Extract to read:

BEGIN

Review Summary: Hold the milk—savor the spice while you can.
In their nearly two-decade existence, Ling Tosite Sigure, a post-hardcore three-piece hailing from the Tokyo suburbs, have constructed one of the most unique, unmistakable sounds within their parent genre, but their heat’s an acquired taste. Force down their fusion of hyper-distorted guitar licks and J-pop-adjacent dance grooves and you’ll likely still need a handful more listens to appreciate the group’s vocals, which frequently run the gamut between squeaky falsettos, husky leads, and cornered animal yelps. Language barrier aside (may I interest you in dystopian fiction sprinkled with English loanwords?), Ling’s barrage in abstract is a beast onto itself, catapulting the band from a scrappy indie outfit to cult international acclaim. Their modest fame testifies to how singular they remain in the niche they inhabit, tangibly poppier than the disciples of Swancore, but far too unwieldy to appeal those with a disdain for chaotic dissonance. In their own realm, they know no copycat and fear no predator.
That’s a blessing and curse, though. The free reign they’ve enjoyed has resulted in a laudable career’s worth of records, nearly all roughly as rewarding as the last, but if competition drives innovation, the well of ideas LTS draws from has been on drought notice for quite some time. As early as 2013’s streamlined
i’mperfect, fans noted the band’s formula had grown a little too repetitive for comfort, mitigated somewhat by that record’s concise runtime and hook-driven pursuit, but by 2018’s autopiloted
#5, aggregate opinions were less forgiving. The 2010s also saw two events pivotal to the pigeonholing of Ling’s bombast: signing up as recurring artist for the thriller anime/film series
Psycho-Pass left their lyrical themes permanently monotonous, while the concurrent solo project of band ringleader Toru “TK” Kitajima offered a separate outlet for songwriting deemed “less Ling Tosite Sigure” (though to what extent any of it really is remains contestable). Whatever the case, the dexterous, particularly eclectic zaniness of the band’s earliest work has been ever so slightly watered down since, as has—in a way—their sense of adventure: the riffs still skitter with mechanical distress and their cries still bellow over jolty rhythms and washed-out feedback, but the ferocity of the whirlwind has been less provocative, like backtracking to jalapeños once you’ve worked up tolerance for the habanero.

END

Data records:
BEGIN

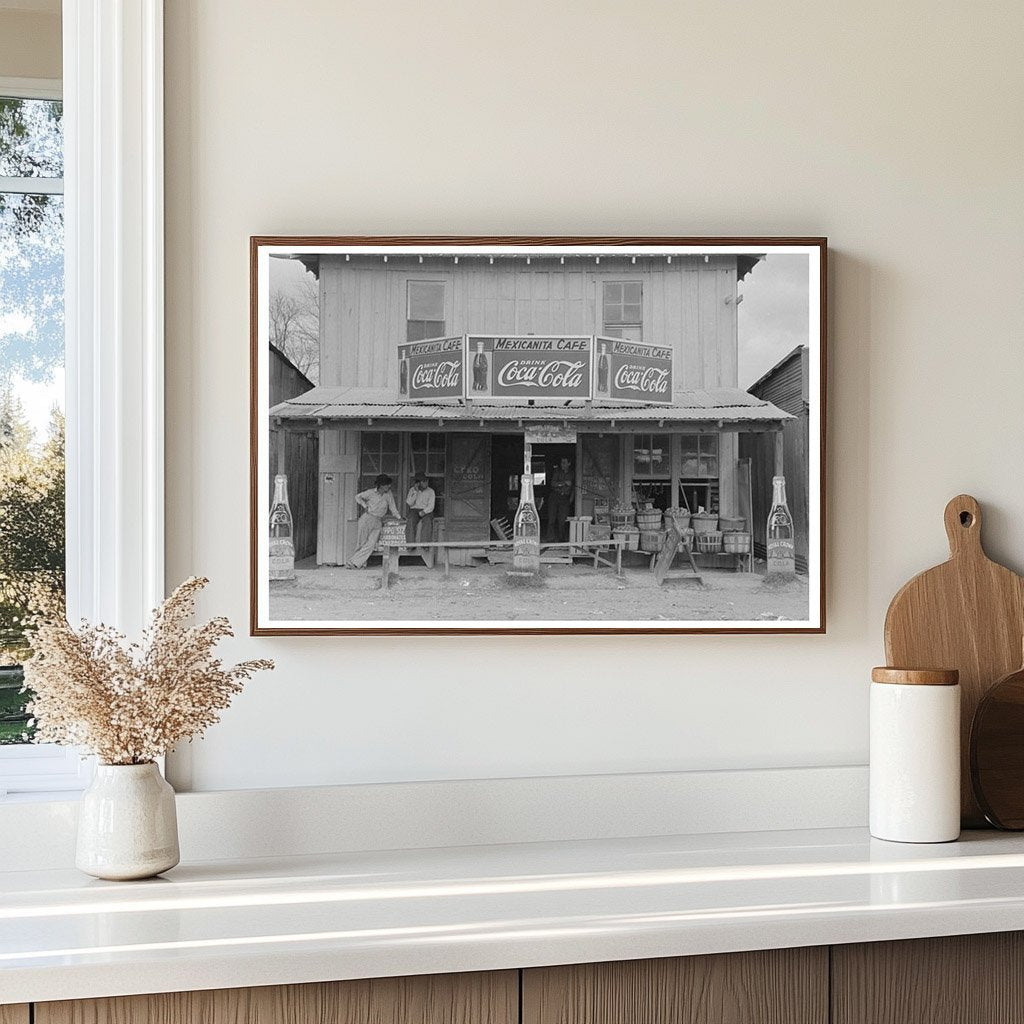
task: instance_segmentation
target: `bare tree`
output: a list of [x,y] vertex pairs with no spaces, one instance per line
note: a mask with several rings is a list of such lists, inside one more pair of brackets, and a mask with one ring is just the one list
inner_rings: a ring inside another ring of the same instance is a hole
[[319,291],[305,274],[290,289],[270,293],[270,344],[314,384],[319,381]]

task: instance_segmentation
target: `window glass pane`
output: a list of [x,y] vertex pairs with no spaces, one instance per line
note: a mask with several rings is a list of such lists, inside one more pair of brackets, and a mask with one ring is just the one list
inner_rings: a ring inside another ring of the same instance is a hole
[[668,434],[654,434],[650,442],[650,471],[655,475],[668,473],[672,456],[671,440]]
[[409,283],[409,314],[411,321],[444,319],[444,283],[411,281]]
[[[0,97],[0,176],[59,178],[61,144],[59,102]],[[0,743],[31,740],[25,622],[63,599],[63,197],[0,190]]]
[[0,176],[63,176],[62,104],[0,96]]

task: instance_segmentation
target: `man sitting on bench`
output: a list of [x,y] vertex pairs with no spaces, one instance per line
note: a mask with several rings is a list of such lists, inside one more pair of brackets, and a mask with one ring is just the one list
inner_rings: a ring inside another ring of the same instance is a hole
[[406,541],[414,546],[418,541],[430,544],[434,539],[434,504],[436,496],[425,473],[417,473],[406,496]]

END
BEGIN

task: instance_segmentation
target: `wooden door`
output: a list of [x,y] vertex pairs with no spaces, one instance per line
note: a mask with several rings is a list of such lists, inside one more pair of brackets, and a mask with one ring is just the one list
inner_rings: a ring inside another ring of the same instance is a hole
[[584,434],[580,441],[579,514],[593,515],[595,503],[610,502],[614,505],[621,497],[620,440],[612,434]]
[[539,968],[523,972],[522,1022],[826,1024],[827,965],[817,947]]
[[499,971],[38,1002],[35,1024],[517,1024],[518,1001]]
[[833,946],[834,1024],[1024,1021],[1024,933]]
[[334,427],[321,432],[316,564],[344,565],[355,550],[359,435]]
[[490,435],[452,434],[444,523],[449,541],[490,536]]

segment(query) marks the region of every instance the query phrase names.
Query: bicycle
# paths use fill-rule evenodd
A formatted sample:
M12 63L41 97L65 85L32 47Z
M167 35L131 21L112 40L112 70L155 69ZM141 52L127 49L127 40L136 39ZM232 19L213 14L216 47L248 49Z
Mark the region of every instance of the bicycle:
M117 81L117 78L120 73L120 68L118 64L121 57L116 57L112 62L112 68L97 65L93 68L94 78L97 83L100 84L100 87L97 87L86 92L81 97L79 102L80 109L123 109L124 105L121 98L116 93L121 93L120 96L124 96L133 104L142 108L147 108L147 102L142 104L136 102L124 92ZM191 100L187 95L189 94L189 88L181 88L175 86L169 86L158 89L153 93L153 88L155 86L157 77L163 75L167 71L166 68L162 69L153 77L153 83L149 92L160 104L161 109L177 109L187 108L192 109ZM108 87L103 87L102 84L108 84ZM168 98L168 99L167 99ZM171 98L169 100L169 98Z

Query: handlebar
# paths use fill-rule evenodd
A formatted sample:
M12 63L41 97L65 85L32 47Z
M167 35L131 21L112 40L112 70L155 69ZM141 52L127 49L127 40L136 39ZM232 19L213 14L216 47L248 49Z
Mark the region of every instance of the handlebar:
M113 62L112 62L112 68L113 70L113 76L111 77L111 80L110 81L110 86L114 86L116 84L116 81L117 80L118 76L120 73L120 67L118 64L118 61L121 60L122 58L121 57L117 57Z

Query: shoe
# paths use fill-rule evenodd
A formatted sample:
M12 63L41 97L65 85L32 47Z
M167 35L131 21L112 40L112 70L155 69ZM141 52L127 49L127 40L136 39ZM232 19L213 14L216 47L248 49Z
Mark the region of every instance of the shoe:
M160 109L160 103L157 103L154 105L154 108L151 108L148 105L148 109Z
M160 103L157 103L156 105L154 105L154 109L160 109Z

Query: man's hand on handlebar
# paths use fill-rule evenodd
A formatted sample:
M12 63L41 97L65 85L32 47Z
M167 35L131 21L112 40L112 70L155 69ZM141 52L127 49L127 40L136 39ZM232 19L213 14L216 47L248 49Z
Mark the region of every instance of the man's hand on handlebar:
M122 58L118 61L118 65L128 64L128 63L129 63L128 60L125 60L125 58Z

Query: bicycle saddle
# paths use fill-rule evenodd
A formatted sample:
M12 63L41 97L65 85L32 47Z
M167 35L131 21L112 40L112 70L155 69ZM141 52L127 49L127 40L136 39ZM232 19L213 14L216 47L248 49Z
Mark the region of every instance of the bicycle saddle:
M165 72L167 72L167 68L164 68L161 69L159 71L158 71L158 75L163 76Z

END
BEGIN

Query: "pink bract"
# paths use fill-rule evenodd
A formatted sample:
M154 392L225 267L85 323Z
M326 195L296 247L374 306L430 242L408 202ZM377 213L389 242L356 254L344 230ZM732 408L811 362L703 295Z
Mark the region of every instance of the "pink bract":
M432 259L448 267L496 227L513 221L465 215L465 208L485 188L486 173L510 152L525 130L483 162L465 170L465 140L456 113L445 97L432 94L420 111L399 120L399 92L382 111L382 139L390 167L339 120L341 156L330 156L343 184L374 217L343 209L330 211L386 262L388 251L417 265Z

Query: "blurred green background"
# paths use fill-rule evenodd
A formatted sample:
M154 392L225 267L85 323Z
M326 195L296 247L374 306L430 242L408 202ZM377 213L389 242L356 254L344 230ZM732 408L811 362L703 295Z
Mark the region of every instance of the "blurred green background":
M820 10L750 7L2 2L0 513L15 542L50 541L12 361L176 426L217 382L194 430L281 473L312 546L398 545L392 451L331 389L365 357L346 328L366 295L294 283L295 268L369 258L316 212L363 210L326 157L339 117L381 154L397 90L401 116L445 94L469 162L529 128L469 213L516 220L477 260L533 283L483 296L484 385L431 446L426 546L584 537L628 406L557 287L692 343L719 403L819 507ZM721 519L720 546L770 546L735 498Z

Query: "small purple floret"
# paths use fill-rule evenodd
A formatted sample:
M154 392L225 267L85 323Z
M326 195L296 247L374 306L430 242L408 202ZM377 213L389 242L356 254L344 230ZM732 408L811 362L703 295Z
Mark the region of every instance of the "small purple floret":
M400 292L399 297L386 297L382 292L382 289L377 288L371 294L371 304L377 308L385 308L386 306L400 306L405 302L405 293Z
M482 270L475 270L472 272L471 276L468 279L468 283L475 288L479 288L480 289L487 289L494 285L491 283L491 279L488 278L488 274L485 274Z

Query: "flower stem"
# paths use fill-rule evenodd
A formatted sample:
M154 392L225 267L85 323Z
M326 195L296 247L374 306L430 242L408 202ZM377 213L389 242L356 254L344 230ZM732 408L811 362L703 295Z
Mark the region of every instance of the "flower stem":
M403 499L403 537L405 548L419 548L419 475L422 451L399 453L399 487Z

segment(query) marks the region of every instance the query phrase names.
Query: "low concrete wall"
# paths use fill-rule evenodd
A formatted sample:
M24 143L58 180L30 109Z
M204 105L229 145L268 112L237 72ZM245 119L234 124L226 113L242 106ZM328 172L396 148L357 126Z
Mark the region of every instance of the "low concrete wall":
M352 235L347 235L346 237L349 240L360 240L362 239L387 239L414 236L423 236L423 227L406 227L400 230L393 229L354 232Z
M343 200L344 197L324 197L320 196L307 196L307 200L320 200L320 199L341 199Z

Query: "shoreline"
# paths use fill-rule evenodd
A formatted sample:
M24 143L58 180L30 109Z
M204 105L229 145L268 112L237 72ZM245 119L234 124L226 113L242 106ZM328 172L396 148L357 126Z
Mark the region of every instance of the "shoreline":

END

Short problem 1:
In the rows, turn the lines between the one holding "Query: bicycle saddle" and the one holding "M165 72L167 72L167", inclusive, into a numbered list, dropping any blank lines.
Short problem 2:
Carry on the Ling Tosite Sigure review from its final sentence.

Task answer 1:
1. Query: bicycle saddle
2. # paths use fill-rule evenodd
3. A formatted sample:
4. M12 63L41 97L65 85L32 47Z
5. M167 35L131 21L112 40L112 70L155 69ZM141 52L127 49L127 40L136 39ZM232 19L213 14L216 47L248 49Z
6. Mark the region of every instance of the bicycle saddle:
7. M165 72L167 72L167 68L164 68L161 69L159 71L158 71L158 75L163 76Z

Task answer 2:
That in mind, though
last aurorally doesn’t completely regain the Scoville rating of yesteryear, let alone push the band into Carolina Reaper territory, it’s got enough zing to leave newcomers salivating for more. Its opening run of “Super Sonic Aurorally,” “Tatsumaite Sennou,” and “Marvelous Persona” is textbook Ling Tosite Sigure for anyone eager for an appetizer before the main dish; this trio of tracks embodies the band’s melodic sensibilities, jagged licks, and pummeling drive, the platonic ideal of anyone this late into their career doing the same ol’ same ol’. Matters get stranger later on; the siren SFX of “laser beamer” and the tormented breakdowns of “Perfake Perfect” are properly otherworldly, akin to screeching ghosts haunting the hottest raves in town. The catch? These two tracks and “Neighbormind,” predate
last aurorally’s press cycle as standalone singles, so the only knuckle-ball left for diehards to discover is “Alexithymiaspare,” a mathy, scatterbrained romp near the record’s center melting shoegazey riffs, acoustic plucking, and throttling breakdowns into a zesty soup that’ll leave fans grinning from ear to ear and the uninitiated sprinting for the nearest glass of capsaicin-muting milk.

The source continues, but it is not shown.